** START OF DOCUMENT SECTION **
O'Keefe in the News

Uncertainty in Higher Education

Uncertainty in Higher Education

July 13, 2017

As published in Forefront

By Susan Koss, Partner and Managing Director

The rising cost of college and related student debt is a huge problem facing the country. According to the Federal Reserve Bank of New York, student debt currently sits at a massive $1.31 trillion. In just 4 years, national student debt has grown approximately 36%. This trend has been caused by ever-increasing tuition costs over the last 20 years.

According to the College Board, during the last five years alone, the average cost of tuition rose by 9% in the public four-year sector, by 11% at public two-year colleges, and by 13% at private nonprofit four-year institutions, after adjusting for inflation.

The affordability of an education is an even bigger issue when you consider the increasing reliance on debt by colleges and universities. But why is this happening when tuition costs continue to escalate so rapidly? According to Moody’s, a credit rating agency that monitors credit of certain universities, there are a variety of reasons including changes to state and federal funding. Most public universities rely on tax dollars to survive. Changes in state funding can vary greatly depending on each state’s economic conditions and policy priorities. Consequently, state funding continues to be an area of greater uncertainty for public universities.
** END OF DOCUMENT SECTION **
▶ _REQUIRED ACTIONS_:
**a.** Name every organization that the article on college costs cites as a source of information.
**b.** Proceed with the article on college costs and student debt, picking up right after its final sentence.
** START OF RECORD EXCERPTS **
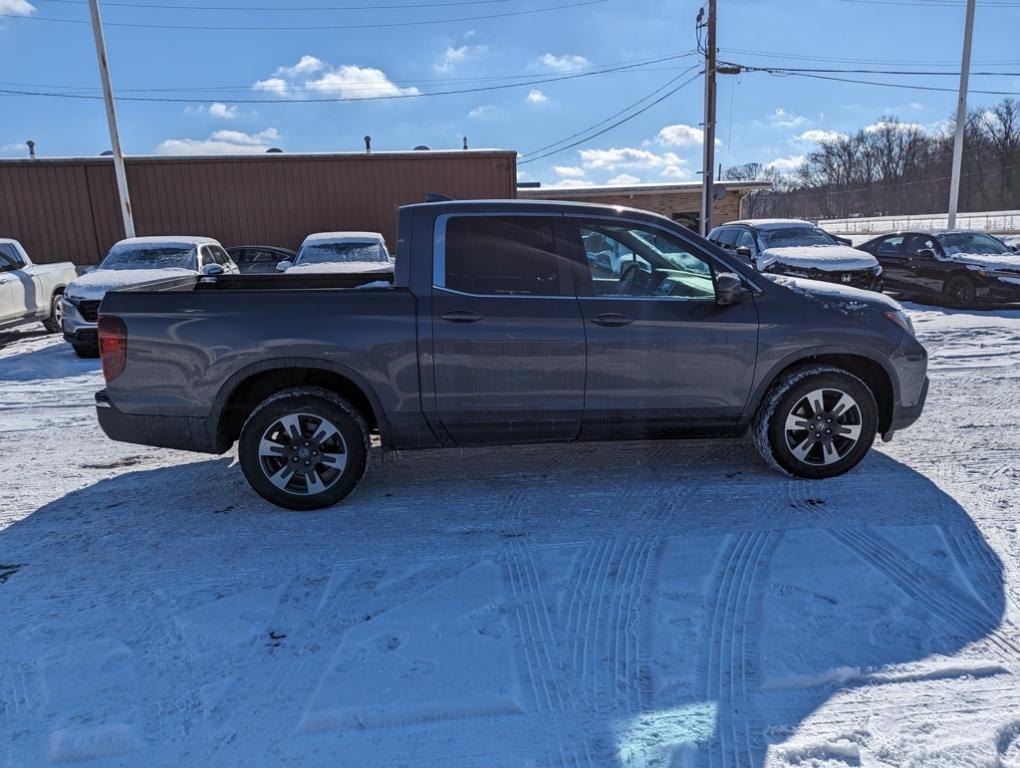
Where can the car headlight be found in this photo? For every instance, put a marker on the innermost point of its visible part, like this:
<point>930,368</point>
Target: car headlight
<point>900,318</point>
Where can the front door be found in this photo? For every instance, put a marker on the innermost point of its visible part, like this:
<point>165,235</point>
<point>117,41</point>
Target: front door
** END OF RECORD EXCERPTS **
▶ _ANSWERS_:
**a.**
Federal Reserve Bank of New York
College Board
Moody's

**b.**
Uncertainty in federal funding continues to present risk as the Trump administration plans certain cuts in 2018. Where most state funds are used towards specific public institutions, federal funding is generally awarded through student aid and research grants. State funding goes primarily to public institutions, while federal funding goes to students at public, private and for-profit colleges, and to researchers at public and private universities.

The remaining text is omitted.